Reproduce the entries shown below only from the line with "like point(234, 19)." down to the line with "like point(118, 186).", keeping both end lines and copying each one exactly.

[Image point grounding data]
★ ★ ★ ★ ★
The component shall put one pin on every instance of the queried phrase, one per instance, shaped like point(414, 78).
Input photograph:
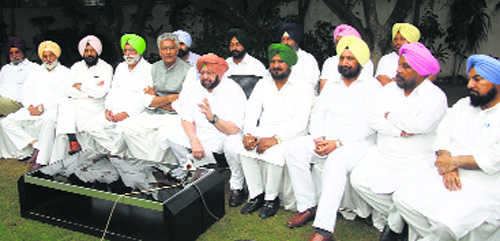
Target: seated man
point(90, 81)
point(211, 117)
point(125, 99)
point(33, 126)
point(340, 137)
point(140, 133)
point(277, 112)
point(461, 199)
point(405, 116)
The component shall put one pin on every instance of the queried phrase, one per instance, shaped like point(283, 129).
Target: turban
point(49, 46)
point(93, 41)
point(296, 31)
point(419, 58)
point(345, 30)
point(184, 37)
point(286, 53)
point(241, 35)
point(136, 41)
point(486, 66)
point(214, 63)
point(357, 46)
point(16, 42)
point(408, 31)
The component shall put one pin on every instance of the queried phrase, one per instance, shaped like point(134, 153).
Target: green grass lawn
point(233, 226)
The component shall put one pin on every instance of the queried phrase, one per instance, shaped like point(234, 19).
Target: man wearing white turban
point(33, 126)
point(185, 42)
point(90, 81)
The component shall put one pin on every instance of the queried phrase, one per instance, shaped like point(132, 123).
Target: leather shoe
point(270, 208)
point(301, 218)
point(237, 197)
point(320, 237)
point(389, 235)
point(254, 204)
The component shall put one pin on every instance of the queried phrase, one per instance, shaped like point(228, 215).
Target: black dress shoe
point(270, 208)
point(237, 197)
point(389, 235)
point(254, 204)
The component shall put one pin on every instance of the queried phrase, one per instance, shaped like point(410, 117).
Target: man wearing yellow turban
point(401, 33)
point(339, 138)
point(33, 126)
point(128, 96)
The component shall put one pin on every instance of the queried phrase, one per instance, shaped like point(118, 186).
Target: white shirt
★ ★ ★ ★ ★
Result for this task:
The component shall put one pin on every instance of the queried phrase, one per instance, shaped like point(234, 19).
Target: man wearing white turban
point(33, 126)
point(185, 42)
point(90, 81)
The component shall put one pin on every instance of the queried phrase, one per instance, shaped like point(132, 123).
Target: leather shoe
point(270, 208)
point(301, 218)
point(237, 197)
point(320, 237)
point(389, 235)
point(254, 204)
The component shall put one pin on every instance of the queried phrase, one per instance, shaped like point(228, 215).
Target: black dress shoe
point(270, 208)
point(237, 197)
point(389, 235)
point(254, 204)
The component shall put one pin on every instance of the queried phrase, one per instance, shaped like point(410, 117).
Target: man wearing yellow turban
point(401, 33)
point(339, 138)
point(33, 126)
point(128, 96)
The component shall put one pin on every instance of the queried phrase, one per instance, shaped like point(118, 186).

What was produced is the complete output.